We’d only just arrived in Florida and were making our way from the airport to our favorite destination. Nope, not Disney, but rather a little house just outside of Davenport—one that is clean, has a pool, comfortable beds, board games, a reasonably sized TV and a comfortable couch for watching Shark Week on The Discovery Channel, and a few extra amenities that make it just perfect for resurrecting six Michiganders exhausted by life’s extreme tempo.

“We can all go with you,” Jen said, turning to look toward the back of the van. “Right, guys?” Her eyes met with the disappointed faces of our four children. One of them—and I won’t say who—let slip a grousing, “Awww.”

“It’s 6:30 now,” I proposed. “It’s getting late. We’ve had dinner. I can take you guys to the house and drop you off, and then I’ll run out and get the groceries and be back as quickly as I can.”

“You sure?” Jen asked with concern. She knew I wanted to get to the house just as much as the little ones.

“I’m sure. You know how I shop.”

“I can go with you,” Josh interrupted.

“You stay and help, Mom,” I returned. “I’ve got the list. I’ll get there and get right back.”

“But it’s everything for the whole ten days,” Jen added, “because last year you said you didn’t want to keep making trips to the store every day.”

“I know.”

“Would you please go to Walmart instead of Publix?” Jen asked. “It’s cheaper and we’ll be able to get a little more out of our food budget.”

“Sure.”

And so went my doom.

We arrived at the house a few minutes later. The van was unloaded, bedrooms were claimed by those who’d had them the years before, and clothes were taken from the suitcase and put into dresser drawers. A favorite board game—one so ironically entitled “Frustration”—was already on the dining room table before I could walk back out the front door.

Leaving the subdivision, I paused at the main road. Looking right, I thought, If I go this way, there’s a Publix just around the corner. Looking left, And this way, I’m pretty sure there’s two more between me and Walmart.

Keeping my word, I turned left.

After about a ten minute drive, finally, there upon the horizon was the radiant sign of my terminus, and in preparation for entry, I changed lanes and made my way into the right-hand turn lane. But as I turned, I noticed something dreadful. The parking lot was full.

Not kind of full. All the way full.

After a few minutes of searching, I eventually decided to park in one of the only empty spaces at the furthest border of the stores concrete coop. Never in my life have I found it necessary to remember the row and section number for the location of my car in a supermarket parking lot—as though I were at an amusement park filled with happy travelers and at risk of losing it among an undulating sea of minivans. But this time was different.

I walked toward the front the door—and walked—and as I did, I absolutely expected to see a convenience trolley drive by being piloted by an exchange student wearing a nametag identifying his country of origin.

▶ GIVEN TASK A
Collect every line of the listing that contains the word "black".

▶ DATASET RECORDS
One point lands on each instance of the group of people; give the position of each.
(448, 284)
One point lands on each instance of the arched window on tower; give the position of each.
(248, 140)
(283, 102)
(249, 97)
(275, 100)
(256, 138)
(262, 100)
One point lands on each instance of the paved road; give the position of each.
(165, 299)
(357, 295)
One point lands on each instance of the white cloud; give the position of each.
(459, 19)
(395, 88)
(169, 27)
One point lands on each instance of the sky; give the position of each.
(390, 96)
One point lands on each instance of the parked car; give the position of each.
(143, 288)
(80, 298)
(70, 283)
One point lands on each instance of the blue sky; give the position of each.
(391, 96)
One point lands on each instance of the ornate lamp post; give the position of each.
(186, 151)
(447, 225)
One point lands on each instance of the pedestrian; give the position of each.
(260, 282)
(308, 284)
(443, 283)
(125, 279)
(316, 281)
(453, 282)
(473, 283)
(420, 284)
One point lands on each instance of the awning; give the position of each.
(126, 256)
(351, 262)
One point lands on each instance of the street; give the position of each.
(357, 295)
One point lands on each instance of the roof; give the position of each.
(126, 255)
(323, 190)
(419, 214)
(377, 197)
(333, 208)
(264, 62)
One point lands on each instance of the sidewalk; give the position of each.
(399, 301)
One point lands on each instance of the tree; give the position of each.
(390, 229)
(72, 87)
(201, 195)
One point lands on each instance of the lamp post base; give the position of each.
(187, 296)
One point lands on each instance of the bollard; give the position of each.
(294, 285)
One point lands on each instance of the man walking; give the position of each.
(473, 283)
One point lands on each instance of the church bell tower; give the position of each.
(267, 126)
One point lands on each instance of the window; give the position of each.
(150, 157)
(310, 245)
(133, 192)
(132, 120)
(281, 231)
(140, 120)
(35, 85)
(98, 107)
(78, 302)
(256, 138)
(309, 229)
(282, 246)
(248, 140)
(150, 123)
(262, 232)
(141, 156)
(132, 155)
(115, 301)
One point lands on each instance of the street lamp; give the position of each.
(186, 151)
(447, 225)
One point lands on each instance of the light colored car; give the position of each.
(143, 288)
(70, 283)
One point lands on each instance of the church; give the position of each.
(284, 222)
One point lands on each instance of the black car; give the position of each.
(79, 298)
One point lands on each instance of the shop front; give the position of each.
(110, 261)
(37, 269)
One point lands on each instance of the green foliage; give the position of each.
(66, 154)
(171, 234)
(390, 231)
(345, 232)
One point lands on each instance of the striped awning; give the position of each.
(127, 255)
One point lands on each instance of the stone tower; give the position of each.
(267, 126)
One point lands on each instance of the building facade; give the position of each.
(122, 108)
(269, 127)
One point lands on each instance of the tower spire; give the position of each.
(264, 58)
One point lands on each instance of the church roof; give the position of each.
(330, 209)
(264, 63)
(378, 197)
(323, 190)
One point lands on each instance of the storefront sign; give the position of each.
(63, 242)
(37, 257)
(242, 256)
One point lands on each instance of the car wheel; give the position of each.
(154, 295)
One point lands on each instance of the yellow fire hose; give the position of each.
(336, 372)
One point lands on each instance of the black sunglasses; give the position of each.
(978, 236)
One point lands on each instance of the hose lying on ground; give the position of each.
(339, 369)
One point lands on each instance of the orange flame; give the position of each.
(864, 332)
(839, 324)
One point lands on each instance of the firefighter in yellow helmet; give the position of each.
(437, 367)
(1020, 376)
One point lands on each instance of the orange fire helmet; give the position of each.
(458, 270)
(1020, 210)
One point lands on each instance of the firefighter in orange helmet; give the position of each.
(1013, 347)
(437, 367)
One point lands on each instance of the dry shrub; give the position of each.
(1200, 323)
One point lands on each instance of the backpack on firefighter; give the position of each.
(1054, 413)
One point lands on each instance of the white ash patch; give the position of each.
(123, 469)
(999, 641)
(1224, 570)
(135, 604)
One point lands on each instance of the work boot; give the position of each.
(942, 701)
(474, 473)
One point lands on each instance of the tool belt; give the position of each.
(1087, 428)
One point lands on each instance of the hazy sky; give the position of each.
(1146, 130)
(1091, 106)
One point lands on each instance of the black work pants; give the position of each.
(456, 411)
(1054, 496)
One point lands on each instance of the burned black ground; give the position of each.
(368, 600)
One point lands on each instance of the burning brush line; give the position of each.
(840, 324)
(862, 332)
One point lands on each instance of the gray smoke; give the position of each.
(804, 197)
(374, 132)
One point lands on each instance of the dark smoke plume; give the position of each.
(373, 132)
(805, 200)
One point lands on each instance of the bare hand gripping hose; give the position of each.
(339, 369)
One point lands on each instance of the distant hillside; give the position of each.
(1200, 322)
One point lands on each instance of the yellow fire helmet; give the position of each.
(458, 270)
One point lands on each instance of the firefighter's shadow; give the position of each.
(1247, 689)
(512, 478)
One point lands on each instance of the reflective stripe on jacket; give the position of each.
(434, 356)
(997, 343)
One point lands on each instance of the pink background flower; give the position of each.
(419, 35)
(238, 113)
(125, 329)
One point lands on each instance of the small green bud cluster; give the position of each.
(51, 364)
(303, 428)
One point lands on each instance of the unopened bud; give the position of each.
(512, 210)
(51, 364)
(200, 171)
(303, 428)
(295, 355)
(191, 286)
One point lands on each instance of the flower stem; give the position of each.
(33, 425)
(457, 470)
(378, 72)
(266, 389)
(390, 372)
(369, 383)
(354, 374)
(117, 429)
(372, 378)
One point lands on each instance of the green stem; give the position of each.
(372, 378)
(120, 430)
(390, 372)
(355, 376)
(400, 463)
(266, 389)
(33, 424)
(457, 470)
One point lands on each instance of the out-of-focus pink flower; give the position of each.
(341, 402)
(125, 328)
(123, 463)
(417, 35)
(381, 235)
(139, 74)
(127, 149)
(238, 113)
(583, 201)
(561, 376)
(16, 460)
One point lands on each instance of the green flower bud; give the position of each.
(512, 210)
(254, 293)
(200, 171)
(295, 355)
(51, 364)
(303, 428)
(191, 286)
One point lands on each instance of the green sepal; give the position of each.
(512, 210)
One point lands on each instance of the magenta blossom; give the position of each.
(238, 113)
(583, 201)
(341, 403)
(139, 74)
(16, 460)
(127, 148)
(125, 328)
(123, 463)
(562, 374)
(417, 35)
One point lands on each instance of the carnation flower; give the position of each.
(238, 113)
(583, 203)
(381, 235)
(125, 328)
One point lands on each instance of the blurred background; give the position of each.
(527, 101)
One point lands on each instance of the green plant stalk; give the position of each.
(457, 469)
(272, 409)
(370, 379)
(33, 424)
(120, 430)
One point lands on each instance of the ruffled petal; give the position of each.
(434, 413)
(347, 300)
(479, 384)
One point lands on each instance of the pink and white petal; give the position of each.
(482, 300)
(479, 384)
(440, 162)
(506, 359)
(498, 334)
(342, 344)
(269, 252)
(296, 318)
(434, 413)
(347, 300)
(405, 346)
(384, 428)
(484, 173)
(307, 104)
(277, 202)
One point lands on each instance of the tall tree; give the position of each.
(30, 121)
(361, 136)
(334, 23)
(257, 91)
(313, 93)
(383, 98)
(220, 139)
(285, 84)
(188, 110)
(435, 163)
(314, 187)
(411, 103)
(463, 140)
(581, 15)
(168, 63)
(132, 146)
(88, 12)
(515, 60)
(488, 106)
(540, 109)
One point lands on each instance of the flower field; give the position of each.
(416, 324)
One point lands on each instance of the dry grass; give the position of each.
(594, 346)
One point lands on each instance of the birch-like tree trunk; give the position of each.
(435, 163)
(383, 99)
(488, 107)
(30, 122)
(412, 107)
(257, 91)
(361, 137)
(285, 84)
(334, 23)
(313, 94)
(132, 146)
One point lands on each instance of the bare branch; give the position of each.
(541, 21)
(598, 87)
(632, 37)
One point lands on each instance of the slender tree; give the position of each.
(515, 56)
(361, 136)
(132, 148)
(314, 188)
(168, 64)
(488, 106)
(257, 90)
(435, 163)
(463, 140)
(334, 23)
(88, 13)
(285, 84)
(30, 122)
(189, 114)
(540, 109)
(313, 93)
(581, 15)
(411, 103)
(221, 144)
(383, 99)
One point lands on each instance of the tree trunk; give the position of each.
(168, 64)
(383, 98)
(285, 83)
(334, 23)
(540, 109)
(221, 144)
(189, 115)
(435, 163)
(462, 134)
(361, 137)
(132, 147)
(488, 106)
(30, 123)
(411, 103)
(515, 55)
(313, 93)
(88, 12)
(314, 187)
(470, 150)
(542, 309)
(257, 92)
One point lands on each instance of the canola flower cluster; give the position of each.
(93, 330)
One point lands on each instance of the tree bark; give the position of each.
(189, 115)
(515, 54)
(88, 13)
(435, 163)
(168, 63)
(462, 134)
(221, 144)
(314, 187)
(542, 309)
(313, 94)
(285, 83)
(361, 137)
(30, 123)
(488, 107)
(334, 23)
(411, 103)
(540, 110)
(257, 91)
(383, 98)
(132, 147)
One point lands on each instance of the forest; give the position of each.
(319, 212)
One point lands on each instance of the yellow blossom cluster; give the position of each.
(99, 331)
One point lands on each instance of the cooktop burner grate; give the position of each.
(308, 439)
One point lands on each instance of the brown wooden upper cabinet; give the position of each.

▶ GIVEN TASK B
Extend the account of the Walmart grocery run past its final sentence.

▶ EXERCISE OUTPUT A
One point lands on each instance of the black car; give the position of each.
One point lands on each instance of the black sunglasses; give the position of each.
One point lands on each instance of the black work pants; give the position of each.
One point lands on each instance of the burned black ground; give the position of each.

▶ EXERCISE OUTPUT B
Eventually I made it, and as the motion-sensor doors were in a constant battle to close, but because of the steady flow of patrons were really only able to bang against the outer edges of their frame, my stomach dropped into my ankles—and maybe even further to my toes. In fact, I think I felt a tug at my guts from something lurking malevolently below the surface of the pavement—something demonic, something hellish.

Sheer terror.

I won’t give you the full details of the experience, only the highlights—I mean the lowlights.

First, the store and its contents were as that of a wheat field being visited by a swarm of locusts. The shelves were bare.

Second, the aisle ways that allowed for access to the remaining items were almost entirely unnavigable. There were lines to get into each one, and once you were finally able to push through, it was easy to see why. It wasn’t just that there were thousands of people all vying for the same things, but also a train of carts filled with replacement stock lined each aisle so that what was at one time a three-way thoroughfare was now only capable of accommodating two directions of traffic—and one of the pathways was only big enough for a person to walk through since the stock carts were slightly off center.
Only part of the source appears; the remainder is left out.